• **TASK STATEMENT**
Give back exactly the lines that run from the line containing "Please mark the turquoise" through the end of the listing below. Leave out every other line.

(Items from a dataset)

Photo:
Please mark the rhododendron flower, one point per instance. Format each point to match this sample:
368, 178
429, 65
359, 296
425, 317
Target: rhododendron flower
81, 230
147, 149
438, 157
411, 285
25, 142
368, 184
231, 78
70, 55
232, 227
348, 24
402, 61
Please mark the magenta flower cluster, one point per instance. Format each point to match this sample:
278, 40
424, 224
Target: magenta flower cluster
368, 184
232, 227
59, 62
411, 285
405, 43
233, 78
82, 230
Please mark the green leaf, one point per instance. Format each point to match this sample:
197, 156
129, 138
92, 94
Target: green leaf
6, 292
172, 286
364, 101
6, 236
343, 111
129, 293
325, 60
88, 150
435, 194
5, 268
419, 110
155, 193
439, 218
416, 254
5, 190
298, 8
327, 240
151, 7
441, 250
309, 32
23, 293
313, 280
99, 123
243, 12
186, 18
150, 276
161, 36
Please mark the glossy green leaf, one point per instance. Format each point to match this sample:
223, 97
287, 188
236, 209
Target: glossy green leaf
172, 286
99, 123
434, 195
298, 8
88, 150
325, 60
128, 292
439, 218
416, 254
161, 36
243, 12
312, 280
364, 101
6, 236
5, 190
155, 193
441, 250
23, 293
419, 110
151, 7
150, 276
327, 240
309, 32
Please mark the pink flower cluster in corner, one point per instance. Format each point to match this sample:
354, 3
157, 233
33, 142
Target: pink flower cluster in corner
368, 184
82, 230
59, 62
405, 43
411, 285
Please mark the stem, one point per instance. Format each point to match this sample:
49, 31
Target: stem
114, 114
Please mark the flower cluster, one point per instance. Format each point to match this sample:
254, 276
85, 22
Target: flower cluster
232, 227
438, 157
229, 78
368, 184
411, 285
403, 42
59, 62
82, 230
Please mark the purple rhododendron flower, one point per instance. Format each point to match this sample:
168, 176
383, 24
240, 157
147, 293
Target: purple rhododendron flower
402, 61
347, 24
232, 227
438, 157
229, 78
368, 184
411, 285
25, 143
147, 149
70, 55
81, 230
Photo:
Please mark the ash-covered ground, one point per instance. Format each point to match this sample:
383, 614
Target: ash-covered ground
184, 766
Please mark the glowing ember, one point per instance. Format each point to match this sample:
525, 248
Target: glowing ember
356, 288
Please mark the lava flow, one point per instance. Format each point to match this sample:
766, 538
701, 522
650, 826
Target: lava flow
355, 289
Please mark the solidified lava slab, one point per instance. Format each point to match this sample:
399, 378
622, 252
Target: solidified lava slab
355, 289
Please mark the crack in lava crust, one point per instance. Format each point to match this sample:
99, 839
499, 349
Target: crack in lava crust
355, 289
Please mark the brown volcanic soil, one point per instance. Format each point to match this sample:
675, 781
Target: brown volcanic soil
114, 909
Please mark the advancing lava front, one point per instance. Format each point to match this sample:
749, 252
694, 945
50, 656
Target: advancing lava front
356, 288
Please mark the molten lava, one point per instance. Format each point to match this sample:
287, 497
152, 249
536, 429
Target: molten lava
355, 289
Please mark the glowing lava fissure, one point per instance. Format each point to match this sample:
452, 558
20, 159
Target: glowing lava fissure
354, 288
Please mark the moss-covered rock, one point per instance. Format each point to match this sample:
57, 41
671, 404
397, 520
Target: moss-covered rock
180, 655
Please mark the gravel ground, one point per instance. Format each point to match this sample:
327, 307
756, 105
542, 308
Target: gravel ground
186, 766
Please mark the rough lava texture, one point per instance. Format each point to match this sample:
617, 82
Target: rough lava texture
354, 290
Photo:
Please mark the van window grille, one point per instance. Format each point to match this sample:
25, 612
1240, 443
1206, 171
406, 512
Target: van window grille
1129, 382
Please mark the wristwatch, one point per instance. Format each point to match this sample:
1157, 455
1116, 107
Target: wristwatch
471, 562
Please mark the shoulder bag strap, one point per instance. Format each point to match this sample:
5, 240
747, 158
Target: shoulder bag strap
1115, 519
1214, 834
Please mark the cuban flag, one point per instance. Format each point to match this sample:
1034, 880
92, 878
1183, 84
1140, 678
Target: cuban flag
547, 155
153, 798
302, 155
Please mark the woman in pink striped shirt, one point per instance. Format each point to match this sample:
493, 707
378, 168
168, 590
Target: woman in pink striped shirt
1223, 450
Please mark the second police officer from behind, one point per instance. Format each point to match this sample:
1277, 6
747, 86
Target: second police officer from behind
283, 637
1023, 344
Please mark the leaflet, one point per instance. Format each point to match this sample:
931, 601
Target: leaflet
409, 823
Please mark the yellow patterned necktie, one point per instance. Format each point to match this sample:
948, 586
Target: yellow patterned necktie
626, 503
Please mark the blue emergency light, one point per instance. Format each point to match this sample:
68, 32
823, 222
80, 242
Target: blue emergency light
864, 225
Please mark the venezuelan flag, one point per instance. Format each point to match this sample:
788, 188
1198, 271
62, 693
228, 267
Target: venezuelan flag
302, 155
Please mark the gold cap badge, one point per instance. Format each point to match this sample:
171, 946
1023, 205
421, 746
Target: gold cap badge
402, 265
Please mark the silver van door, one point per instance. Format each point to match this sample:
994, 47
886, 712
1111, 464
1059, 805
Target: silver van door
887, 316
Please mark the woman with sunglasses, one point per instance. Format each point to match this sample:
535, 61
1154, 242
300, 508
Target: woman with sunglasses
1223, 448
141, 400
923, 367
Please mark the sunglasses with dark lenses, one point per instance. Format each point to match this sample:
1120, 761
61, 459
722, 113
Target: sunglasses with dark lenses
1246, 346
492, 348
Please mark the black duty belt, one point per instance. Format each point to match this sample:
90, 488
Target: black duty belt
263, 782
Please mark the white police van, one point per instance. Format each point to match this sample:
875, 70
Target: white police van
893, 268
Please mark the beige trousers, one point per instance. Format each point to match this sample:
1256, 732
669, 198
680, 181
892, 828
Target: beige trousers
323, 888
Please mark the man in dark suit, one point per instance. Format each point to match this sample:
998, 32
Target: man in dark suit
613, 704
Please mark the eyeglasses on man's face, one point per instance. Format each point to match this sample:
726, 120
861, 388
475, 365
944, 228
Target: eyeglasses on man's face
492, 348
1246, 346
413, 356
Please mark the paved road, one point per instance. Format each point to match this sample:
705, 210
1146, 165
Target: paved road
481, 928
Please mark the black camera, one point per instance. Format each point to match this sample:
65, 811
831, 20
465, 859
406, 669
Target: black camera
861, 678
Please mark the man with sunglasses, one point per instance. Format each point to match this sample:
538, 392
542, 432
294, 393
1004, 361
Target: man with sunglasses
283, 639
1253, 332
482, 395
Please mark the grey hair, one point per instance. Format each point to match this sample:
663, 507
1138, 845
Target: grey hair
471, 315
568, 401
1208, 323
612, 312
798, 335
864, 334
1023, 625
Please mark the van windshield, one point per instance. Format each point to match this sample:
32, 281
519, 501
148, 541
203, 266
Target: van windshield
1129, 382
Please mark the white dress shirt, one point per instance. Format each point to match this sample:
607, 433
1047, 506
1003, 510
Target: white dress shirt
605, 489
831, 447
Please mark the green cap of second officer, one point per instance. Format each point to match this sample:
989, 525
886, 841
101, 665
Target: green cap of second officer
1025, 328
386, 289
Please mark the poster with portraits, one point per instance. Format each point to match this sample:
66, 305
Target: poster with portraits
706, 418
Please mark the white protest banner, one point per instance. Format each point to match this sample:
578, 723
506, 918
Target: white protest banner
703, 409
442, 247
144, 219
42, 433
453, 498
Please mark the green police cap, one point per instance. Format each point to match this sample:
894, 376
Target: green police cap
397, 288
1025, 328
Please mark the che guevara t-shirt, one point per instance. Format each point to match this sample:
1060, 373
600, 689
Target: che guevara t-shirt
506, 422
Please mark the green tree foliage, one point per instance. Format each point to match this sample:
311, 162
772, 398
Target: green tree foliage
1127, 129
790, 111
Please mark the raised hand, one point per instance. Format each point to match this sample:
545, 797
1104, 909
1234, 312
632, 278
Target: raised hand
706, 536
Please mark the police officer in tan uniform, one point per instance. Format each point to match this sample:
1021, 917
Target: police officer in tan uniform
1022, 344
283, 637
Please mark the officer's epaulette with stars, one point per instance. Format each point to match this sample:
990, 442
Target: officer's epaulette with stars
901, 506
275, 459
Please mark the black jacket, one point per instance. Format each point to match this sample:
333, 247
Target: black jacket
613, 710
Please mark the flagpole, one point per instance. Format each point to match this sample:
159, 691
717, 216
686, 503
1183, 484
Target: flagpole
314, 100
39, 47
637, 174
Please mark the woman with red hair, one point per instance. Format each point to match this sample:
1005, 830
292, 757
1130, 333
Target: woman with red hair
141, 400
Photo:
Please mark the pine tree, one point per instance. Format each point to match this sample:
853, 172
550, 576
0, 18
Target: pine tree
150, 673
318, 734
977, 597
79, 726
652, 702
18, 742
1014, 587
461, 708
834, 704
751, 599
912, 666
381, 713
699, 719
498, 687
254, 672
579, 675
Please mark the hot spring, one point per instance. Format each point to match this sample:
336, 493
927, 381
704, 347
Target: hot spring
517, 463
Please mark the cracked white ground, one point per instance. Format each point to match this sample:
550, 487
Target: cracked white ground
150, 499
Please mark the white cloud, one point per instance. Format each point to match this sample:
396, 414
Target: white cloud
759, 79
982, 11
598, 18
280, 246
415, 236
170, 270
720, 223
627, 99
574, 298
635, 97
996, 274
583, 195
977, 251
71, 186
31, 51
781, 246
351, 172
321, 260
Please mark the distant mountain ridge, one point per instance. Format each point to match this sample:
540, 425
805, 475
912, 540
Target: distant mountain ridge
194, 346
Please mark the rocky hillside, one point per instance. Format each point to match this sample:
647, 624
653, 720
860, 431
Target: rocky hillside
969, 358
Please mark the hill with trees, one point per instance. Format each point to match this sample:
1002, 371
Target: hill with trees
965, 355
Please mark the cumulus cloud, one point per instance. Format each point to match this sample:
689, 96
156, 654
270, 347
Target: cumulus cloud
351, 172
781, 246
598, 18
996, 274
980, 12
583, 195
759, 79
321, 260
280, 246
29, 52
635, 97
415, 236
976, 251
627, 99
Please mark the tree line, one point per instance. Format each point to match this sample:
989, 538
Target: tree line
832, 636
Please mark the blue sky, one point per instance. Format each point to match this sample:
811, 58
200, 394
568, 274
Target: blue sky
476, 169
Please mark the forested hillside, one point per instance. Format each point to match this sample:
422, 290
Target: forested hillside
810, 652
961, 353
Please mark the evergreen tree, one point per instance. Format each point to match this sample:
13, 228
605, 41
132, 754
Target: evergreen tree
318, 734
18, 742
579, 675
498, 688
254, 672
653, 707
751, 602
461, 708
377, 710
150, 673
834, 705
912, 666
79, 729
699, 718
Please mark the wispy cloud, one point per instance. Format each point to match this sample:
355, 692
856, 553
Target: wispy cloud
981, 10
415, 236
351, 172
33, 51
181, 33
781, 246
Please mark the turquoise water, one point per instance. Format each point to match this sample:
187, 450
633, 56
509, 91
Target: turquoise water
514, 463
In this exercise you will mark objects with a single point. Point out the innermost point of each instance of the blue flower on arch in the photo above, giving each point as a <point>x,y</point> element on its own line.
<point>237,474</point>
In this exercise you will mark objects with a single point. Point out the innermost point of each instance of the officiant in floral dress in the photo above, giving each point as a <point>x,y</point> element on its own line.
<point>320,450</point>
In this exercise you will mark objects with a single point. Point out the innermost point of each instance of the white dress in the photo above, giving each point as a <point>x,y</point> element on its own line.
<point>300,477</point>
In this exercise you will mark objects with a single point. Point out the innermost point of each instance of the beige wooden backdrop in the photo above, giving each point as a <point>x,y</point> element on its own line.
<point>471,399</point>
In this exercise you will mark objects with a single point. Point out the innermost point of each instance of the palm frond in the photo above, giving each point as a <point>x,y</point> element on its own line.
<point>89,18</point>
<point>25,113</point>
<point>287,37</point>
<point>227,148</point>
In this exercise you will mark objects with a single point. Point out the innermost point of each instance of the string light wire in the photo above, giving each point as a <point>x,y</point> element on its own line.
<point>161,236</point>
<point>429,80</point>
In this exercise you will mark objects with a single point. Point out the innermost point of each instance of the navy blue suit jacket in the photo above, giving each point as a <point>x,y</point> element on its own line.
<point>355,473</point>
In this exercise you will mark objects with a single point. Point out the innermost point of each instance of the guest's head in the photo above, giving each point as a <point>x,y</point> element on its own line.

• **SOLUTION TO THIS EXERCISE**
Please mark the turquoise water, one point per instance. Format each point to match this sample:
187, 450
633, 56
509, 91
Target: turquoise water
514, 463
In this exercise you will mark objects with a single point. Point out the innermost point of each instance of the blue flower on arch in the photo above, giving each point as a <point>x,y</point> element on its own line.
<point>237,474</point>
In this exercise you will mark objects with a single point. Point out the innermost point of each instance of the officiant in floral dress in the photo above, giving each point as a <point>x,y</point> element on its own line.
<point>320,450</point>
In this exercise you will mark objects with a single point. Point out the innermost point of each instance of the white dress in the photo above, giving each point as a <point>x,y</point> element on its own line.
<point>300,477</point>
In this exercise you will mark objects with a single point. Point out the innermost point of each instance of the beige wooden backdrop in the photo above, giving each point as a <point>x,y</point> element on its own line.
<point>471,399</point>
In this exercise you will mark objects with a single point. Point out the innermost point of each instance of the palm frond in the photo above, giving each point as a <point>x,y</point> element on its own line.
<point>89,18</point>
<point>25,113</point>
<point>287,37</point>
<point>227,148</point>
In this exercise you will mark objects with a single point. Point out the innermost point of each instance of the string light wire in the photo above, giving each point as a <point>x,y</point> element on its own line.
<point>161,236</point>
<point>429,80</point>
In this exercise you will mark objects with a single point. Point out the innermost point of each instance of the navy blue suit jacket in the photo above, giving each point as a <point>x,y</point> element on its own line.
<point>355,473</point>
In this exercise you will mark objects with a single point. Point out the innermost point of each instance of the guest's head in the photo above, giving each point as a <point>x,y</point> element on its own line.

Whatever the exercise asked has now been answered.